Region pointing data
_ _ _ _ _ _ _

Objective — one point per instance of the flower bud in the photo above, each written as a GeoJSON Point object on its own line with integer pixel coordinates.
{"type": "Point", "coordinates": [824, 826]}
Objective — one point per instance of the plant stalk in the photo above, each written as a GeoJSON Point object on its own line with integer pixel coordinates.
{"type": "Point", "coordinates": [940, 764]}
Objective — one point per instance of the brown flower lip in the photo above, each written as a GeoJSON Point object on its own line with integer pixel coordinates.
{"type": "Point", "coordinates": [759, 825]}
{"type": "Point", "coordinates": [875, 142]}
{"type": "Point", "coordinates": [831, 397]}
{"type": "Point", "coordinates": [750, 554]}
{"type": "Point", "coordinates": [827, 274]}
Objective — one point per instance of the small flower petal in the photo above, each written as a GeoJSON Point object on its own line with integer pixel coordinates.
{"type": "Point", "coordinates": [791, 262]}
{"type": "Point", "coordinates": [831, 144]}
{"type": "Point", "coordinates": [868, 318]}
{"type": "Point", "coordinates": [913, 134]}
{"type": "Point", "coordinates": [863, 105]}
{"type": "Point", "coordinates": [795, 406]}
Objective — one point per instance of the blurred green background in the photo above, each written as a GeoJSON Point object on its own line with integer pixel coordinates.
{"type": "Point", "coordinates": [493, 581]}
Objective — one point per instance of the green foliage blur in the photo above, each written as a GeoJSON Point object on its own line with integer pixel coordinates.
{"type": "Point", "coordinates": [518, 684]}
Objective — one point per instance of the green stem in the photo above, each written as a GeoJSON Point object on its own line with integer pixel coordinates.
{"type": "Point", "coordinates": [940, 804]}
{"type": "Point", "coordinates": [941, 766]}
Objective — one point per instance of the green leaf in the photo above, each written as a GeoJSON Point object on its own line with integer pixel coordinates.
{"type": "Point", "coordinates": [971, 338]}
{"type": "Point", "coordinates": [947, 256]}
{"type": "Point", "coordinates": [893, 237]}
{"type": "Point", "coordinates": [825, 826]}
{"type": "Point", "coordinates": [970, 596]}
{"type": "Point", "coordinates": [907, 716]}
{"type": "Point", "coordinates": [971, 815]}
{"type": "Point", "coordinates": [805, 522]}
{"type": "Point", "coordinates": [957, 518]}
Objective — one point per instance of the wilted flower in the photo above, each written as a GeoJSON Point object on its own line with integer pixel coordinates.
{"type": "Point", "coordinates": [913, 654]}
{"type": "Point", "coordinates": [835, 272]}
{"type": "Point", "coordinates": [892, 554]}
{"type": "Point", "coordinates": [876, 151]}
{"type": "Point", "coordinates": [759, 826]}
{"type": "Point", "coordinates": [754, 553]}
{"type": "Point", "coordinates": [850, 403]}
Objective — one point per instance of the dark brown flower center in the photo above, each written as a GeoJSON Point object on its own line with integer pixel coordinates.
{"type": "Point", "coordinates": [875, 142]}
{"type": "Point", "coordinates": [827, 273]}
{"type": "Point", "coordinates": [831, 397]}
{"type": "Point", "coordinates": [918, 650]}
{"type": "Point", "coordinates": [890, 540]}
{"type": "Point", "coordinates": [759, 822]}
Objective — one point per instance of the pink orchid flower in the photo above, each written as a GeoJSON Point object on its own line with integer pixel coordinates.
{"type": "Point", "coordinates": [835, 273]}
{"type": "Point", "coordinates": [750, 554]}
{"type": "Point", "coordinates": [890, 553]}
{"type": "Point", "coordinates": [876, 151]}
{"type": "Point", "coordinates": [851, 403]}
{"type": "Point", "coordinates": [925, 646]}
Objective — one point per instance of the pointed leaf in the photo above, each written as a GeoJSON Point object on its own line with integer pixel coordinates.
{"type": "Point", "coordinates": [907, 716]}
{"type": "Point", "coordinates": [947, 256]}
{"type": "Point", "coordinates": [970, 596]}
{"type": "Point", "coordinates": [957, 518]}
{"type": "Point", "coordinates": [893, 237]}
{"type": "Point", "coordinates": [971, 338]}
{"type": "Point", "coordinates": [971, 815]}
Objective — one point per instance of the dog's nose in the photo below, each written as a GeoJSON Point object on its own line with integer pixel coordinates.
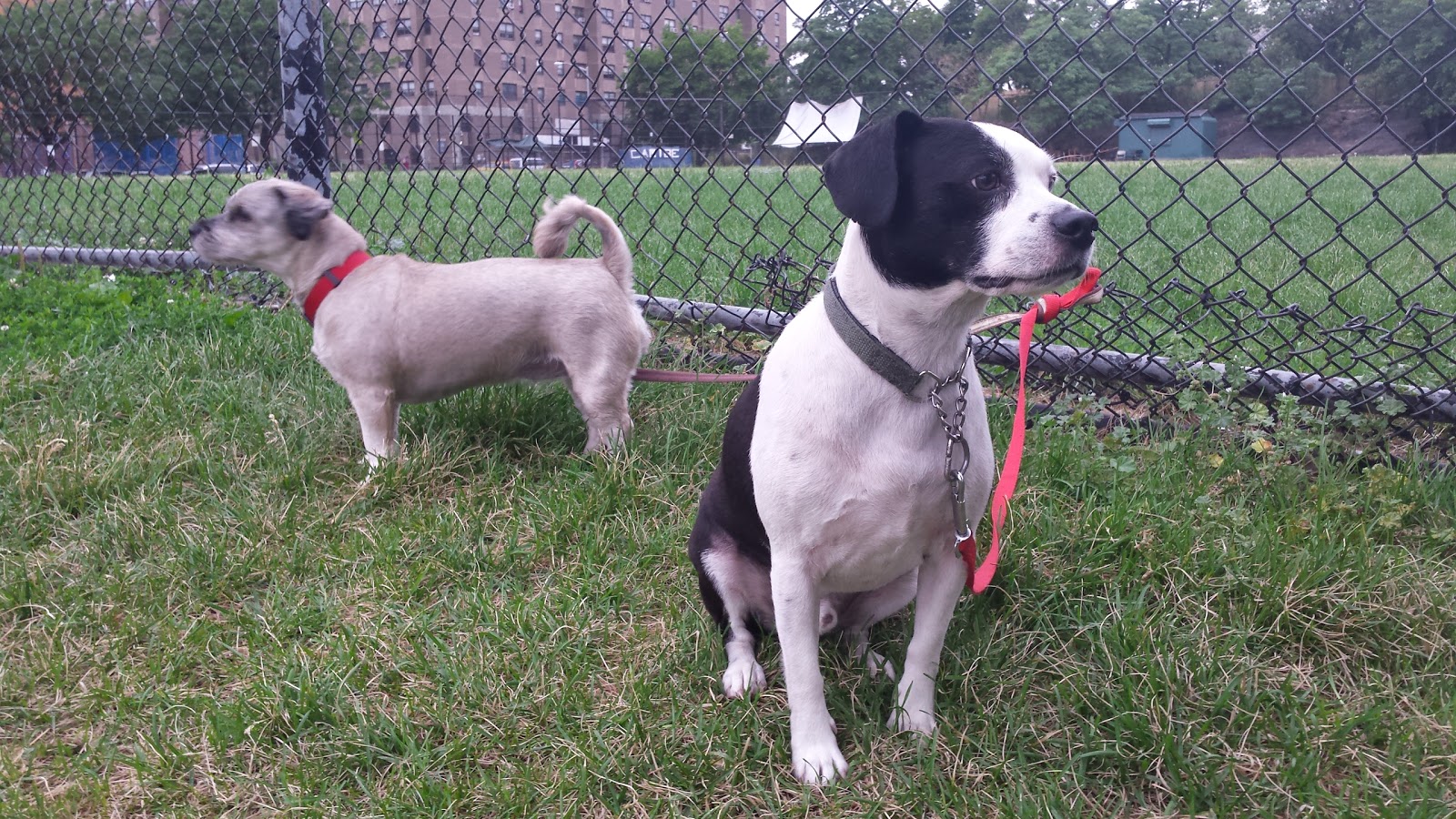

_ _ _ _ _ _ _

TASK ITEM
Exact copy, pictures excluded: restate every record above word for word.

OUTPUT OF THE EXERCISE
Objective — one point per instance of the flower bud in the photo above, each written as a GeoJSON Point object on its own line with integer pixel coordinates.
{"type": "Point", "coordinates": [824, 826]}
Objective — one point per instance of the plant stalk in the photo above, each written as a GeoJSON Point object on its own line with integer pixel coordinates.
{"type": "Point", "coordinates": [940, 764]}
Objective — one point per instance of the brown flower lip in the photo above, each written as a GeoJSON Point object on its own line with integer pixel coordinates.
{"type": "Point", "coordinates": [759, 825]}
{"type": "Point", "coordinates": [875, 142]}
{"type": "Point", "coordinates": [831, 397]}
{"type": "Point", "coordinates": [750, 554]}
{"type": "Point", "coordinates": [827, 274]}
Objective — one point per instance of the small flower petal in the photo above, each written as a GeoJSON Point object on its own line with integer pixel coordinates.
{"type": "Point", "coordinates": [791, 262]}
{"type": "Point", "coordinates": [831, 144]}
{"type": "Point", "coordinates": [868, 318]}
{"type": "Point", "coordinates": [913, 134]}
{"type": "Point", "coordinates": [863, 105]}
{"type": "Point", "coordinates": [795, 406]}
Objective — one point per instance of the blurred green background in the photo above, each written as a GeoJSON Point object on its own line with integer pixel coordinates.
{"type": "Point", "coordinates": [493, 581]}
Objective — one point per instance of the green foliage blur in the photo above, each written as a GeoJSON Point object on its own line with integer pixel coordinates.
{"type": "Point", "coordinates": [518, 684]}
Objective — one point per instance of the green stem in the photo above, each written as a GeoJSON Point object on its own line with integer pixel coordinates.
{"type": "Point", "coordinates": [940, 804]}
{"type": "Point", "coordinates": [941, 766]}
Objective — one point per instance of the green leaf in the photo above, each written as a GeoJSON Point object on its own line with integer pixel coordinates.
{"type": "Point", "coordinates": [971, 338]}
{"type": "Point", "coordinates": [947, 256]}
{"type": "Point", "coordinates": [893, 237]}
{"type": "Point", "coordinates": [825, 826]}
{"type": "Point", "coordinates": [970, 596]}
{"type": "Point", "coordinates": [907, 716]}
{"type": "Point", "coordinates": [971, 815]}
{"type": "Point", "coordinates": [805, 522]}
{"type": "Point", "coordinates": [957, 518]}
Objective — one point per instance of the wilted flower in the photo above, each written as a GeoJSON Point object on its own line with integer pixel coordinates.
{"type": "Point", "coordinates": [913, 654]}
{"type": "Point", "coordinates": [835, 272]}
{"type": "Point", "coordinates": [892, 554]}
{"type": "Point", "coordinates": [876, 151]}
{"type": "Point", "coordinates": [759, 826]}
{"type": "Point", "coordinates": [754, 553]}
{"type": "Point", "coordinates": [850, 403]}
Objective — one point per instance of the dark brown flower center in the photo above, each written as a GeoJSON Point object on its own line with integer pixel coordinates.
{"type": "Point", "coordinates": [875, 142]}
{"type": "Point", "coordinates": [827, 273]}
{"type": "Point", "coordinates": [831, 397]}
{"type": "Point", "coordinates": [918, 650]}
{"type": "Point", "coordinates": [890, 540]}
{"type": "Point", "coordinates": [759, 822]}
Objective — one point per instance of the pink orchid flower in the photo above, each written as a GeoJSON Point object on its own line with integer pixel coordinates.
{"type": "Point", "coordinates": [835, 273]}
{"type": "Point", "coordinates": [750, 554]}
{"type": "Point", "coordinates": [890, 553]}
{"type": "Point", "coordinates": [876, 151]}
{"type": "Point", "coordinates": [851, 403]}
{"type": "Point", "coordinates": [925, 646]}
Objective — one point per instance of the pointed leaf in the photo above, each written as a GeoJSON Point object on its own line with integer pixel coordinates.
{"type": "Point", "coordinates": [907, 716]}
{"type": "Point", "coordinates": [947, 256]}
{"type": "Point", "coordinates": [970, 596]}
{"type": "Point", "coordinates": [957, 518]}
{"type": "Point", "coordinates": [893, 237]}
{"type": "Point", "coordinates": [971, 338]}
{"type": "Point", "coordinates": [971, 815]}
Objective — one point per instance of the dog's nose in the photo below, each written as a GeoJSON Point object on its own line with integer pixel coordinates.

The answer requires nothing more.